___ DATA SECTION

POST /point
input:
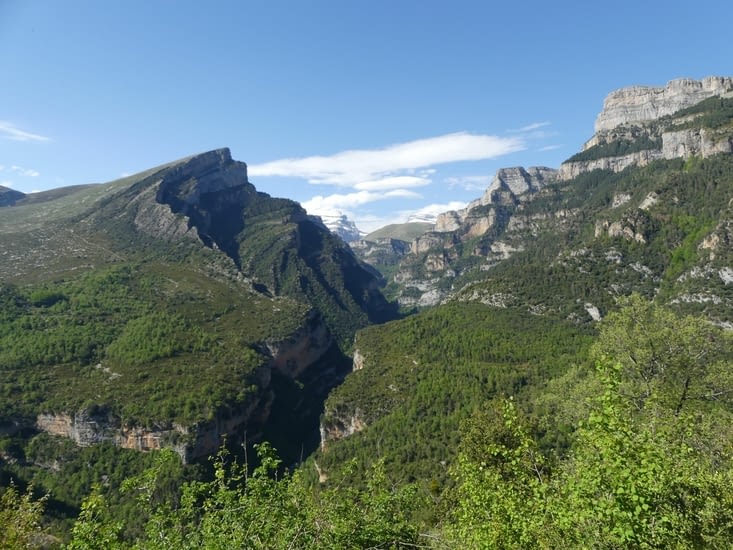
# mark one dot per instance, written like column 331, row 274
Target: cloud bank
column 369, row 166
column 393, row 172
column 9, row 131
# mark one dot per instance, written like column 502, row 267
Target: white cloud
column 550, row 147
column 354, row 167
column 9, row 131
column 469, row 183
column 432, row 210
column 392, row 182
column 340, row 203
column 530, row 127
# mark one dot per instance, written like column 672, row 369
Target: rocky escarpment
column 342, row 422
column 639, row 125
column 289, row 357
column 645, row 103
column 509, row 187
column 425, row 272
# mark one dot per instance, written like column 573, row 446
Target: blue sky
column 376, row 109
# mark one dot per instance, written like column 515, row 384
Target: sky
column 374, row 109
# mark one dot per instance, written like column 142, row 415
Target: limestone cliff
column 639, row 125
column 289, row 357
column 645, row 103
column 425, row 272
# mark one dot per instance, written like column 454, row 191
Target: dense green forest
column 577, row 393
column 647, row 464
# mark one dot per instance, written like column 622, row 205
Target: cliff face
column 290, row 357
column 639, row 125
column 644, row 103
column 424, row 273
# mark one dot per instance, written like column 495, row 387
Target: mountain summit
column 166, row 303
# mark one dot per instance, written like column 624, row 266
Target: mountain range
column 181, row 308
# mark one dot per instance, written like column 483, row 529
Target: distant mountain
column 652, row 147
column 512, row 288
column 342, row 226
column 423, row 217
column 401, row 231
column 165, row 304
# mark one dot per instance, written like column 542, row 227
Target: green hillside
column 401, row 231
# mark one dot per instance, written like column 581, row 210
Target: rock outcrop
column 645, row 103
column 289, row 357
column 509, row 187
column 639, row 125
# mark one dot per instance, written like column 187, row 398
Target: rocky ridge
column 635, row 104
column 637, row 126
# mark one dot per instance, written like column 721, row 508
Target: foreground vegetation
column 648, row 465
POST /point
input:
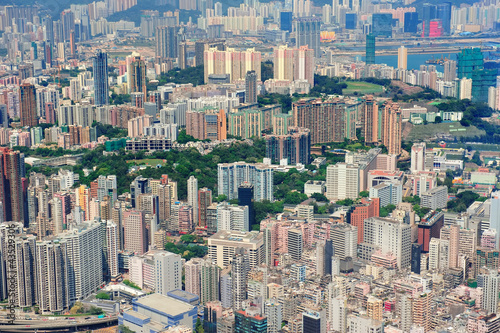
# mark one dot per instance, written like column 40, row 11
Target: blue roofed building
column 153, row 313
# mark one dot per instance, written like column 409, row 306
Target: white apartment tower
column 193, row 197
column 168, row 272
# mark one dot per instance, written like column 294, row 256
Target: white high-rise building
column 168, row 272
column 418, row 157
column 495, row 214
column 465, row 88
column 52, row 276
column 193, row 197
column 274, row 313
column 338, row 314
column 192, row 274
column 112, row 248
column 232, row 217
column 84, row 246
column 490, row 283
column 342, row 181
column 439, row 254
column 391, row 236
column 344, row 239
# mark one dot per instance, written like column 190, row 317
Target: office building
column 307, row 31
column 251, row 87
column 168, row 272
column 100, row 74
column 166, row 42
column 27, row 104
column 223, row 244
column 232, row 175
column 370, row 49
column 134, row 227
column 402, row 57
column 234, row 63
column 342, row 181
column 382, row 25
column 136, row 75
column 295, row 146
column 192, row 189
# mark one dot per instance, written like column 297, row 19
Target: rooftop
column 164, row 304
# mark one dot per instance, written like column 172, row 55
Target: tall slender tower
column 100, row 70
column 27, row 100
column 402, row 57
column 193, row 196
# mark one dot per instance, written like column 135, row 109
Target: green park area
column 422, row 132
column 147, row 161
column 362, row 88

______

# TASK
Please quote all of the data above word for word, leaving the pictures out.

# THE REPLY
POST /point
input:
# mark one dot per instance, written like column 331, row 274
Target: cloud bank
column 369, row 166
column 393, row 172
column 9, row 131
# mark one dot per instance, written like column 502, row 267
Target: white cloud
column 550, row 147
column 354, row 167
column 9, row 131
column 469, row 183
column 432, row 210
column 392, row 182
column 340, row 203
column 530, row 127
# mark one dot per instance, written like column 672, row 369
Target: rocky escarpment
column 342, row 422
column 639, row 125
column 289, row 357
column 645, row 103
column 509, row 187
column 425, row 272
# mark one dot per instance, written like column 573, row 446
Target: blue sky
column 376, row 109
# mark one dot per instance, written like column 515, row 384
Target: sky
column 374, row 109
# mark one dot per instance, written like column 142, row 415
Target: limestone cliff
column 639, row 125
column 289, row 357
column 645, row 103
column 425, row 272
# mark one dot per instance, written like column 454, row 191
Target: dense green forest
column 577, row 393
column 647, row 464
# mark one dot per instance, written like column 622, row 205
Target: cliff face
column 290, row 357
column 639, row 125
column 644, row 103
column 424, row 273
# mark one dot per instance, written like column 495, row 387
Target: mountain summit
column 166, row 303
# mark one dot per instance, written like column 624, row 266
Target: mountain range
column 181, row 308
# mark one dot per instance, written like column 483, row 529
Target: distant mountain
column 652, row 147
column 512, row 288
column 342, row 226
column 423, row 217
column 401, row 231
column 165, row 304
# mark one dot per instance, written like column 542, row 227
Target: green hillside
column 401, row 231
# mark one dot per instance, written like column 581, row 210
Target: rock outcrop
column 645, row 103
column 289, row 357
column 509, row 187
column 639, row 125
# mark one dot per instance, written like column 187, row 398
Target: rocky ridge
column 635, row 104
column 637, row 126
# mark one dot per instance, written like column 721, row 508
Target: foreground vegetation
column 648, row 465
POST /point
input:
# mark one dot per instance, written like column 40, row 11
Target: blue roofed building
column 153, row 313
# mark one dot per instance, written like column 409, row 306
Target: white apartment tower
column 193, row 197
column 168, row 272
# mark one dot per instance, written like column 294, row 256
Target: white high-rise building
column 168, row 272
column 418, row 157
column 495, row 214
column 465, row 88
column 52, row 276
column 193, row 197
column 274, row 313
column 338, row 314
column 192, row 274
column 112, row 248
column 232, row 217
column 84, row 246
column 490, row 283
column 342, row 181
column 439, row 254
column 391, row 236
column 344, row 239
# mark one dot per instance, written like column 190, row 317
Target: office building
column 307, row 31
column 251, row 87
column 168, row 272
column 100, row 74
column 166, row 42
column 27, row 104
column 223, row 244
column 232, row 175
column 370, row 49
column 134, row 227
column 402, row 57
column 234, row 63
column 342, row 181
column 382, row 25
column 136, row 75
column 295, row 146
column 192, row 189
# mark one dot per instance, written like column 297, row 19
Target: rooftop
column 164, row 304
# mark one dot per instance, written like column 172, row 55
Target: tall slender tower
column 100, row 70
column 27, row 100
column 402, row 57
column 193, row 196
# mark one dot per instance, written like column 135, row 109
Target: green park area
column 422, row 132
column 147, row 161
column 362, row 88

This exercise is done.